▸ Extrait cité
==*==

Égalité femmes-hommes : les mauvais comptes du gouvernement

Discuté à l’Assemblée nationale depuis le 17 octobre dernier, le projet de loi de finances 2024 s’enorgueillit d’un budget en hausse pour l’égalité femmes-hommes. Mais derrière les effets de com­mu­ni­ca­tion, les moyens alloués restent très insuf­fi­sants pour financer la lutte contre les violences sexistes et sexuelles. Décryptage.
Publié le 27 octobre 2023
Chaque 25 novembre, les associations féministes manifestent pour demander davantage de moyen pour la lutte contre les violences sexistes et sexuelles. Crédit photo : Jeanne Menjoulet / Flikr
Chaque 25 novembre, les asso­cia­tions fémi­nistes mani­festent pour demander davantage de moyen pour la lutte contre les violences sexistes et sexuelles. Crédit photo : Jeanne Menjoulet / Flikr

Les effets d’annonce ont cela de pratique pour les dirigeant·es qu’ils occupent longtemps l’espace média­tique. Et qu’élu·es comme citoyen·nes peuvent en oublier de demander des comptes. Si la lutte contre les violences faites aux femmes a été sacrée par deux fois « Grande Cause » des quin­quen­nats d’Emmanuel Macron, c’est à l’heure où le gou­ver­ne­ment présente son budget qu’il est inté­res­sant d’évaluer concrè­te­ment son action.

==*==

▸ Matériel fourni
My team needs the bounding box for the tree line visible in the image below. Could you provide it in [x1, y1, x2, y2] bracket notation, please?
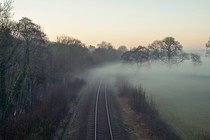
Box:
[121, 37, 201, 65]
[0, 0, 125, 139]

==*==

Répondez, s'il vous plaît, à ces trois questions sur l'extrait consacré au budget de l'égalité femmes-hommes :
1. Depuis quelle date le projet de loi de finances 2024 est-il discuté à l'Assemblée nationale ?
2. Quel jour de l'année les associations féministes manifestent-elles ?
3. Combien de fois la lutte contre les violences faites aux femmes a-t-elle été sacrée « Grande Cause » ?
Appuyez-vous uniquement sur l'extrait.

1. Depuis le 17 octobre dernier.
2. Chaque 25 novembre.
3. Deux fois.